— BEGIN —
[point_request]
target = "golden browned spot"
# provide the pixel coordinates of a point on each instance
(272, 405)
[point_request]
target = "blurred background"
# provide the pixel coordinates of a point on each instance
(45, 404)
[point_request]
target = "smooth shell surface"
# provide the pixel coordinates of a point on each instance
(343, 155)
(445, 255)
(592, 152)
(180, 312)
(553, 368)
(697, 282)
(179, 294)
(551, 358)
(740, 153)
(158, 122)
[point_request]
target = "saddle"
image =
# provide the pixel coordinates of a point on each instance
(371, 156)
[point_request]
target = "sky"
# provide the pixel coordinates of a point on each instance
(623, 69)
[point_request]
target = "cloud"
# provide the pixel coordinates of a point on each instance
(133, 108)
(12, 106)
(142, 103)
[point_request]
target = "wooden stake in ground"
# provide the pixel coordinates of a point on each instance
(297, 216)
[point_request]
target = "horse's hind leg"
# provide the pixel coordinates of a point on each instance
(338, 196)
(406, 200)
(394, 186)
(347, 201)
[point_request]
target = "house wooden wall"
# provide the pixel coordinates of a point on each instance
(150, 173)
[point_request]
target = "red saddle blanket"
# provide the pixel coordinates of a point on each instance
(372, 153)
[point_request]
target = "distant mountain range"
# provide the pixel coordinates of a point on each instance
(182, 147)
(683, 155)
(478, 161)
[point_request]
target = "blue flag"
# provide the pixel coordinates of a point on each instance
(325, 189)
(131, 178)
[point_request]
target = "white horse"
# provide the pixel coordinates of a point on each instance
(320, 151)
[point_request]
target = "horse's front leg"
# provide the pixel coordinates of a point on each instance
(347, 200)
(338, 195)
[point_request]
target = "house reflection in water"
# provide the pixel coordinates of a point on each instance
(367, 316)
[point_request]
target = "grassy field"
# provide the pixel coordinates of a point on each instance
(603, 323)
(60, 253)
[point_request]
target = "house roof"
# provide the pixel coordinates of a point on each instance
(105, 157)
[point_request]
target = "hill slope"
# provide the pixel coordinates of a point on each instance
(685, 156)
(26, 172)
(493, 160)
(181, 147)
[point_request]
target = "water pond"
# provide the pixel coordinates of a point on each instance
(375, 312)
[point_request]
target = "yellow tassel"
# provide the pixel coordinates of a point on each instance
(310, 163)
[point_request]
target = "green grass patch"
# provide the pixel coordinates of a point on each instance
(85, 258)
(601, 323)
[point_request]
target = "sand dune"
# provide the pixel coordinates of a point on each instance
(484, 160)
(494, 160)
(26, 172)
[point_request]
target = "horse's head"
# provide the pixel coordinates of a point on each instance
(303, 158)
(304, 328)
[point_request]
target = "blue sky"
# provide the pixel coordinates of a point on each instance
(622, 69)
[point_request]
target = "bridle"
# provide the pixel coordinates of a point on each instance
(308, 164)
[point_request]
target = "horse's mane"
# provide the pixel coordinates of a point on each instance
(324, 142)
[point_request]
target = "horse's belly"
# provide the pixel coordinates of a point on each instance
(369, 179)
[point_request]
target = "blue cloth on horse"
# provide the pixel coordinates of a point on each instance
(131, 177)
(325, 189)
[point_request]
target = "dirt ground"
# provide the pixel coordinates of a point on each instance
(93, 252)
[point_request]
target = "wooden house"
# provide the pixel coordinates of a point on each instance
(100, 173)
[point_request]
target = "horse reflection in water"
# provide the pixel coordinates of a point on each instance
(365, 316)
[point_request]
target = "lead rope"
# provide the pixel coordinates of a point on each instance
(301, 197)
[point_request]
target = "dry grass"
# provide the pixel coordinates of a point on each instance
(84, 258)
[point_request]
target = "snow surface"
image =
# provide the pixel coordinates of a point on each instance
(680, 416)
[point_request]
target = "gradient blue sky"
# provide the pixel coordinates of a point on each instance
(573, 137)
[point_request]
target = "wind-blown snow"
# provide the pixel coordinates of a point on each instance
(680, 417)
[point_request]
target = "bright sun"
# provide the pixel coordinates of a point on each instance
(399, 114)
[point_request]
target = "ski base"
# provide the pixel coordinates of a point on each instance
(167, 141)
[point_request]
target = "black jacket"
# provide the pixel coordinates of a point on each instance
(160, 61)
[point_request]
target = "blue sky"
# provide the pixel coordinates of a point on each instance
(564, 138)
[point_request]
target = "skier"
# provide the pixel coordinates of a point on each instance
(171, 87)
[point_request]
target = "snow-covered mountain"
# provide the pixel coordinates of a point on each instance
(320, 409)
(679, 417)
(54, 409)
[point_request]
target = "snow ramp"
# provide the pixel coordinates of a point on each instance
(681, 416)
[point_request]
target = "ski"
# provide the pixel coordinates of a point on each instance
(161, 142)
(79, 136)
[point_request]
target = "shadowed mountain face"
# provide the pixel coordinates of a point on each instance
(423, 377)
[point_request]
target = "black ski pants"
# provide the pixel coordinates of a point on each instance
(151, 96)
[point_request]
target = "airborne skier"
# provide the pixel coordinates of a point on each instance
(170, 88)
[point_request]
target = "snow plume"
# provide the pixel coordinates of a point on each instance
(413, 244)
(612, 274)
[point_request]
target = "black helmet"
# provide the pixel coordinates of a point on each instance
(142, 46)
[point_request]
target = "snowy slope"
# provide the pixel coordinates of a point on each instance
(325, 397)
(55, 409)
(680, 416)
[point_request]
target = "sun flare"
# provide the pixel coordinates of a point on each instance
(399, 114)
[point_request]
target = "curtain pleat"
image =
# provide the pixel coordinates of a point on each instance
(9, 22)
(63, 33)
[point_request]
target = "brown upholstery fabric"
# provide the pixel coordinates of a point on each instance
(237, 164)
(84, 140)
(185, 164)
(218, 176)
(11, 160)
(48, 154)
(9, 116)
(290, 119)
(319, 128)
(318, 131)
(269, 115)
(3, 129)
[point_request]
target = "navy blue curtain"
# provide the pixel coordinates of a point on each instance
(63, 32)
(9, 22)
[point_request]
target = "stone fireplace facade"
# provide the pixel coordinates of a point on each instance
— END —
**TASK TO CARRY OUT:**
Restate each of the entries above verbatim.

**COMPLETE RESPONSE:**
[point_request]
target = "golden browned spot"
# provide the pixel coordinates of a point on each instance
(272, 405)
[point_request]
target = "blurred background"
# provide the pixel coordinates of a point on each instance
(45, 404)
[point_request]
target = "smooth shell surface"
# provide the pixel coordinates of a point on each instance
(343, 155)
(445, 255)
(592, 152)
(180, 312)
(553, 368)
(697, 282)
(179, 294)
(551, 358)
(740, 153)
(158, 122)
[point_request]
target = "saddle"
image =
# provide the pixel coordinates of a point on each instance
(371, 156)
[point_request]
target = "sky"
# provide the pixel coordinates of a point on each instance
(623, 69)
[point_request]
target = "cloud"
# provide the pixel coordinates of a point on each instance
(133, 108)
(12, 106)
(142, 103)
[point_request]
target = "wooden stake in ground"
# provide the pixel coordinates of a point on each instance
(297, 216)
[point_request]
target = "horse's hind leg"
# provide the pixel coordinates of a point on each instance
(338, 196)
(406, 200)
(394, 186)
(347, 201)
[point_request]
target = "house wooden wall"
# provide the pixel coordinates of a point on each instance
(150, 173)
[point_request]
target = "red saddle blanket"
# provide the pixel coordinates of a point on each instance
(372, 153)
[point_request]
target = "distant mountain range"
# provide the pixel coordinates of a point on each instance
(182, 147)
(683, 155)
(478, 161)
[point_request]
target = "blue flag"
# provide the pixel coordinates of a point on each instance
(325, 189)
(131, 178)
[point_request]
target = "white horse"
# provide the pixel coordinates of a point on each instance
(320, 151)
[point_request]
target = "horse's front leg"
# provide the pixel coordinates of a point on each instance
(347, 200)
(338, 195)
[point_request]
target = "house reflection in water"
# provide the pixel coordinates of a point on each instance
(367, 316)
[point_request]
target = "grassy field"
# provide the pixel coordinates of a point on each instance
(603, 323)
(60, 253)
[point_request]
target = "house roof"
# provide the pixel coordinates of a point on each instance
(105, 157)
[point_request]
target = "hill slope"
# provide the pixel coordinates of a point on each instance
(685, 156)
(26, 172)
(493, 160)
(181, 147)
[point_request]
target = "water pond"
# provide the pixel coordinates of a point on each instance
(375, 312)
[point_request]
target = "yellow tassel"
# provide the pixel coordinates of a point on each instance
(310, 163)
[point_request]
target = "green grass patch"
# provide the pixel coordinates of a point on each instance
(85, 258)
(601, 323)
[point_request]
target = "sand dune"
# provide the pixel coordinates of a point on each instance
(484, 160)
(494, 160)
(26, 172)
[point_request]
target = "horse's head"
# provide the pixel coordinates of a point on each instance
(303, 158)
(304, 328)
[point_request]
target = "blue sky"
# provide the pixel coordinates of a point on each instance
(622, 69)
[point_request]
target = "bridle"
# provide the pixel coordinates of a point on each instance
(308, 164)
[point_request]
target = "horse's mane"
# provide the pixel coordinates of a point on each instance
(324, 142)
[point_request]
target = "horse's belly"
# provide the pixel coordinates of a point on each instance
(369, 179)
[point_request]
target = "blue cloth on horse"
# provide the pixel coordinates of a point on each instance
(131, 177)
(325, 189)
[point_request]
target = "dirt ground"
# provide the pixel coordinates of a point on each instance
(93, 252)
[point_request]
target = "wooden house"
# provide the pixel coordinates of a point on each instance
(100, 173)
[point_request]
target = "horse reflection in water"
# provide the pixel coordinates of a point on each instance
(365, 316)
[point_request]
target = "lead rope"
# provide the pixel coordinates of a point on each instance
(301, 197)
[point_request]
target = "dry grass"
# provide the pixel coordinates of a point on each instance
(84, 258)
[point_request]
target = "snow surface"
image =
# provide the pixel coordinates of a point on each instance
(680, 416)
[point_request]
target = "gradient blue sky"
# provide the pixel coordinates of a point on each instance
(573, 137)
[point_request]
target = "wind-blown snow"
# provide the pixel coordinates of a point on each instance
(680, 417)
[point_request]
target = "bright sun"
# provide the pixel coordinates of a point on each instance
(399, 114)
[point_request]
target = "ski base"
# provide the pixel coordinates of a point on each instance
(167, 141)
[point_request]
target = "black jacket"
# provide the pixel coordinates of a point on each instance
(160, 61)
[point_request]
target = "blue sky"
# provide the pixel coordinates of a point on each instance
(564, 138)
[point_request]
target = "skier"
# provide the pixel coordinates of a point on each instance
(171, 87)
[point_request]
target = "snow-covered mountain"
# provide the pixel coordinates of a point on each instance
(320, 409)
(679, 417)
(54, 409)
[point_request]
target = "snow ramp"
# provide the pixel coordinates of a point on each instance
(681, 416)
[point_request]
target = "ski"
# provide the pixel coordinates of a point on each instance
(161, 142)
(79, 136)
[point_request]
target = "shadowed mountain face"
# provide the pixel coordinates of a point on each instance
(423, 377)
[point_request]
target = "black ski pants"
# provide the pixel coordinates of a point on each instance
(151, 96)
[point_request]
target = "airborne skier"
# provide the pixel coordinates of a point on each instance
(170, 88)
[point_request]
target = "snow plume"
# provide the pixel coordinates of a point on each instance
(413, 244)
(612, 274)
[point_request]
target = "black helmet"
# provide the pixel coordinates of a point on each instance
(142, 46)
[point_request]
target = "snowy slope"
# provide the pixel coordinates of a point on each instance
(325, 397)
(55, 409)
(680, 416)
[point_request]
target = "sun flare"
# provide the pixel coordinates of a point on each instance
(399, 114)
[point_request]
target = "curtain pleat"
image =
# provide the pixel coordinates of a point on each instance
(9, 22)
(63, 33)
[point_request]
target = "brown upholstery fabric"
# provide the pixel coordinates of a point on each instance
(237, 164)
(84, 140)
(185, 164)
(218, 176)
(11, 160)
(48, 154)
(9, 116)
(290, 119)
(319, 128)
(318, 131)
(269, 115)
(3, 129)
[point_request]
target = "navy blue curtain"
# provide the pixel coordinates of a point on each instance
(63, 32)
(9, 22)
[point_request]
target = "stone fireplace facade"
# provide the pixel coordinates of a point on each instance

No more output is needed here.